_QUOTED PASSAGE_
Solving Rational Expressions

What are Rational Expressions？

Definition

Rational expressions are fractions where both the numerator and the denominator are polynomials. The term "rational" stems from the word "ratio," as these expressions represent ratios of polynomials. Just like rational numbers can be considered as ratios of integers, rational expressions are ratios of polynomial expressions.

Key Properties:

• Undefined Values: Rational expressions are undefined when the denominator is equal to zero, as division by zero is undefined in mathematics. Identifying the values for which the denominator is zero is crucial when working with rational expressions.
• Simplification: Similar to numerical fractions, rational expressions can often be simplified by factoring both the numerator and the denominator and then canceling out common factors.
• Operations: You can perform arithmetic operations such as addition, subtraction, multiplication, and division with rational expressions. These operations often require finding a common denominator or factoring.
• Domain: The domain of a rational expression includes all real numbers except those that make the denominator zero.

Simplification and Operations:

• Simplification: If any common factors exist in both the numerator and the denominator, they can be canceled out. For example, $\frac{x^2 - 1}{x^2 + x - 2}$ can be simplified by factoring to $\frac{(x + 1)(x - 1)}{(x + 2)(x - 1)}$, and then canceling $(x - 1)$ results in $\frac{x + 1}{x + 2}$.
• Addition/Subtraction: To add or subtract rational expressions, you must first find a common denominator. For example, adding $\frac{1}{x}$ and $\frac{1}{x + 1}$ requires a common denominator of $x(x + 1)$.
• Multiplication/Division: When multiplying, you multiply the numerators together and the denominators together. Division is performed by multiplying by the reciprocal of the divisor.

_EXTRACTED DATA_

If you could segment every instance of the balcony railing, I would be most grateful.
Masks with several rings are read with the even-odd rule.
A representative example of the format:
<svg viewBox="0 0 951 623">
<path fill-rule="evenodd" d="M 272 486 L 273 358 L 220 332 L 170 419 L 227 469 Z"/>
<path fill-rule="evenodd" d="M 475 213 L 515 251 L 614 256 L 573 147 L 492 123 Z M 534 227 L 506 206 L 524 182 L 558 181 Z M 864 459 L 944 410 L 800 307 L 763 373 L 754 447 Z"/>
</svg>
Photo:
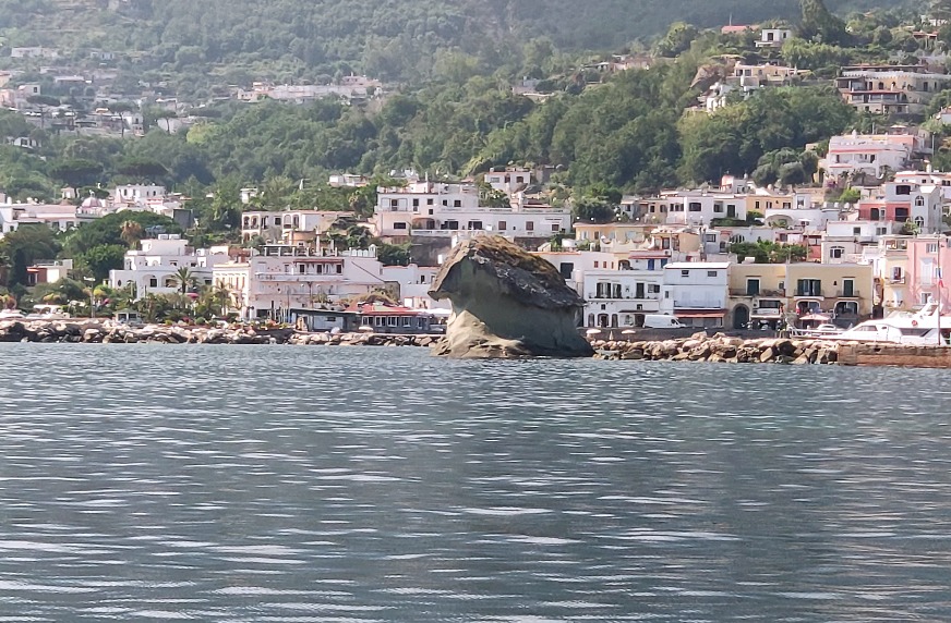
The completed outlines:
<svg viewBox="0 0 951 623">
<path fill-rule="evenodd" d="M 634 296 L 630 294 L 625 294 L 624 296 L 610 296 L 606 293 L 597 293 L 589 292 L 585 295 L 585 298 L 588 301 L 660 301 L 660 294 L 647 294 L 645 296 Z"/>
<path fill-rule="evenodd" d="M 785 298 L 786 293 L 784 290 L 760 290 L 755 294 L 750 294 L 746 288 L 731 288 L 730 289 L 731 296 L 747 296 L 750 298 Z"/>
</svg>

_WRITTEN PROBLEM_
Extend the rational expressions overview beyond its last sentence, on multiplying and dividing. The items have no connection to the rational expressions text.

_RESPONSE TO THE EXERCISE_
Solving Rational Expressions Step by Step

Solving rational expressions typically involves finding values of the variable that make the expression equal to another value (often zero), while ensuring the denominators are not zero. Here's a step-by-step process using a generic example.

Example Problem:

Solve the rational equation $\frac{x - 3}{x + 2} = \frac{4}{x - 1}$.

Step 1: Identify Restrictions

First, identify any values that would make any denominators zero since division by zero is undefined. For this example:

• $x + 2 = 0 \Rightarrow x \neq -2$
• $x - 1 = 0 \Rightarrow x \neq 1$

Step 2: Find a Common Denominator

We need a common denominator to combine the fractions. In this case, the least common denominator (LCD) is $(x + 2)(x - 1)$.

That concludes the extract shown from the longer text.